### Set task
Would you transcribe the listing that follows, character for character, and omit its images?

== == ==

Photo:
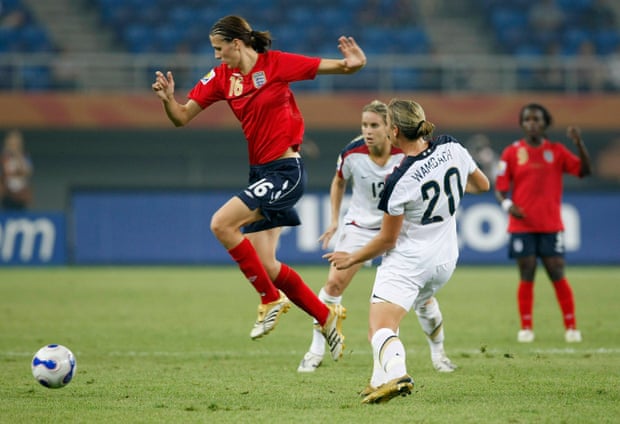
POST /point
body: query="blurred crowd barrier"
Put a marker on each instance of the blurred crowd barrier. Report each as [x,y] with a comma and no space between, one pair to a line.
[437,73]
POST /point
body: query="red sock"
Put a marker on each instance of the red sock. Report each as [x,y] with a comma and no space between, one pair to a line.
[564,294]
[246,257]
[300,294]
[525,297]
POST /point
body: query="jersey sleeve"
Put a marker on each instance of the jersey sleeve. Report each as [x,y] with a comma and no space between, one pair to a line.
[503,178]
[209,89]
[571,163]
[342,167]
[295,67]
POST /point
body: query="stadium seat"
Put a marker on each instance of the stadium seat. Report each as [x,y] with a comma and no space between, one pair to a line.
[606,41]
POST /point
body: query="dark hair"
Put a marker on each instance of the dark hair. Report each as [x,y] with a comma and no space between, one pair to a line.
[409,117]
[546,115]
[235,27]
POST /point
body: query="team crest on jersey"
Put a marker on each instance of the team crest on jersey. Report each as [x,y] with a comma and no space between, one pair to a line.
[522,156]
[259,79]
[208,77]
[548,156]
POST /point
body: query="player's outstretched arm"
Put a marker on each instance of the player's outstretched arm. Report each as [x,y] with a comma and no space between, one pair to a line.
[353,60]
[177,113]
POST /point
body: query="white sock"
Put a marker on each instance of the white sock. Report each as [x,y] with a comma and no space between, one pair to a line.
[389,352]
[431,320]
[317,346]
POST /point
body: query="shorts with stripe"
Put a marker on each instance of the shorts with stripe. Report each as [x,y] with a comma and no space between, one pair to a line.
[275,188]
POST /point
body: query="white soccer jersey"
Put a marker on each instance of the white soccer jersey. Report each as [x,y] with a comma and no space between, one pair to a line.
[367,182]
[427,189]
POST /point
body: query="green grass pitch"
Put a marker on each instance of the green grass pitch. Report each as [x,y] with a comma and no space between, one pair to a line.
[171,344]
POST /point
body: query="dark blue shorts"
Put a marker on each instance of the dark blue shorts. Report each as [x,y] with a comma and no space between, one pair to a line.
[275,188]
[536,244]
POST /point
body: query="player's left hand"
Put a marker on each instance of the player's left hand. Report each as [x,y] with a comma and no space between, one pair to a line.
[354,57]
[341,260]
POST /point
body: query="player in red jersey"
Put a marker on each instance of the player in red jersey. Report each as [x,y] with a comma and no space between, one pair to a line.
[254,81]
[531,169]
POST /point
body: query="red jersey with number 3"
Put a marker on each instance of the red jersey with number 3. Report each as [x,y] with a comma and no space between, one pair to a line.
[534,176]
[261,100]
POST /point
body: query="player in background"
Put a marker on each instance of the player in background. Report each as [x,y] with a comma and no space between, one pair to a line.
[418,238]
[365,162]
[254,81]
[531,170]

== == ==

### Solution for this exercise
Photo:
POST /point
body: query="blurred crowd barrier"
Put a marker on each instance of the blurred crowd barrier. Report each as [x,y] with a comma and no space between, one pair to a line.
[437,73]
POST /point
body: query="red sock"
Put a marker on each instance of the red sock. Report each as [x,y] with a comma and no space between, one pair to a line.
[564,294]
[246,257]
[300,294]
[525,297]
POST /point
body: query="jersey sleeve"
Put a marker on each instance of the jersey sleeve. Report each as [x,y] with a comma and no space between, one pair to a line.
[503,178]
[209,89]
[571,163]
[342,167]
[295,67]
POST /point
body: query="stadium seat"
Put a marker on each instance of the stadium seat. Report each as [x,y] with a comma and no space between, one pair to a line.
[606,41]
POST /point
body: query="dark hair"
Put a marker on each instance of the dark hair. Report each as [x,y] with a comma and no space between, one pair to a line.
[409,117]
[546,115]
[235,27]
POST /point
body: query="team crest on jersey"
Put a marker on each instance of the team crest on jersey. Report each as [x,y] with a comma and no space between, one pair to a line.
[522,156]
[259,79]
[208,77]
[548,156]
POST /point
body: query="player's outstretched arm"
Put a marker on each instance of the player's outstretched arm. Report each as [x,y] with a comma and no space between, one pair to a line.
[353,60]
[177,113]
POST /point
body: query="white sock"
Put a marker on each instance of the white sock. Report each as [x,y] with a comma and no space between, one pair to a line.
[389,352]
[431,320]
[317,346]
POST /point
body: query="shorts with stripe"
Put a marker on each instance of the shorts with stripe. Report each as [x,y] with a comma and no space between, one pair to a line.
[275,188]
POST /point
body: query="white soccer jersey"
Put a marker on each instance of the white soccer jersey. Report each as [x,y] with a comma and no space between, one pair to a line.
[367,182]
[427,189]
POST /point
body: query="green grass pitch"
Put a marker on each instance of the green grass pitch. Report each as [x,y] with a comma and no space between, one pair to a line.
[171,344]
POST /point
body: query="dark blue shorts"
Put a marker on each instance of the dark blue shorts. Report each as [x,y] with a comma and no space between, one pair to a line.
[275,188]
[536,244]
POST /point
body: query="player's left hand"
Put a marker on each instance of the player's left hand. Report each as [x,y] with a comma and no space between, one pair to a line.
[354,57]
[341,260]
POST /point
body: query="player in red jersey"
Put a marker on each instance of the player in red jersey. Report each as [x,y] with a comma and no space between, one pair to a line.
[254,81]
[531,169]
POST /point
body: query="red jersey with number 3"
Put a marker on each instance of the red jersey with number 3. Report each as [x,y] with a comma and no space between, one pair to a line.
[534,176]
[261,100]
POST /point
body: query="player in background"
Put a marker on each instance of the player in background. Report each as [x,y] with a comma and no space between, one pair to a line.
[418,238]
[365,162]
[254,81]
[531,170]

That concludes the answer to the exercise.